[[ Source information open ]]
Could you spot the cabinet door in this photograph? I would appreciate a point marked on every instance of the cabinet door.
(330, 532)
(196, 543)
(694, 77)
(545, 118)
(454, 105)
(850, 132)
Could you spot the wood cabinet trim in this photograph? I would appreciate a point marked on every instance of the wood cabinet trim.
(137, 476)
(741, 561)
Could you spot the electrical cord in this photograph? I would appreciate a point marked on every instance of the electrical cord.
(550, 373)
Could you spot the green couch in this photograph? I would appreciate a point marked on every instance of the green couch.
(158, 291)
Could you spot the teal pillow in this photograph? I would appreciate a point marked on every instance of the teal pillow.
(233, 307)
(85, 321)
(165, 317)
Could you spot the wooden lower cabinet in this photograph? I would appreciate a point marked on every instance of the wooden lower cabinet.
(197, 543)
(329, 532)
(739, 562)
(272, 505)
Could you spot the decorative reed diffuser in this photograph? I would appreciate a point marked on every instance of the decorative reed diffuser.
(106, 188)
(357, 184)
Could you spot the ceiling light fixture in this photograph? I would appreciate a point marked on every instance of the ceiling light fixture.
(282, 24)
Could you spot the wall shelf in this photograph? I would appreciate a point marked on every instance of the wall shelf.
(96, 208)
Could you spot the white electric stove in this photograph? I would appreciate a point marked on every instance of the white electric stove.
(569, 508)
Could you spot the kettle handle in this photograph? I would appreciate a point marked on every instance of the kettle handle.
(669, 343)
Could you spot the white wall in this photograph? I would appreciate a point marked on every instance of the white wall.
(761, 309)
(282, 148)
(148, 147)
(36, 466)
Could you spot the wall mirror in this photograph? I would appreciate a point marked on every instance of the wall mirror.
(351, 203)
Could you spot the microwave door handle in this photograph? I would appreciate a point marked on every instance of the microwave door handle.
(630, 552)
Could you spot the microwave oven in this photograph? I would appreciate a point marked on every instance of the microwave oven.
[[ Source information closed ]]
**Work instructions**: The line with "Could you spot the wall mirror" through the last line of the entries above: output exactly those lines and nothing else.

**Exercise result**:
Could you spot the wall mirror in this photograph? I would appreciate a point marked on every instance of the wall mirror.
(351, 203)
Could you spot the microwave door handle in this photograph? I would appreciate a point marked on every instance of the microwave door handle.
(630, 552)
Could you spot the microwave oven in this photograph? I would appreciate a point marked on every instance of the microwave oven.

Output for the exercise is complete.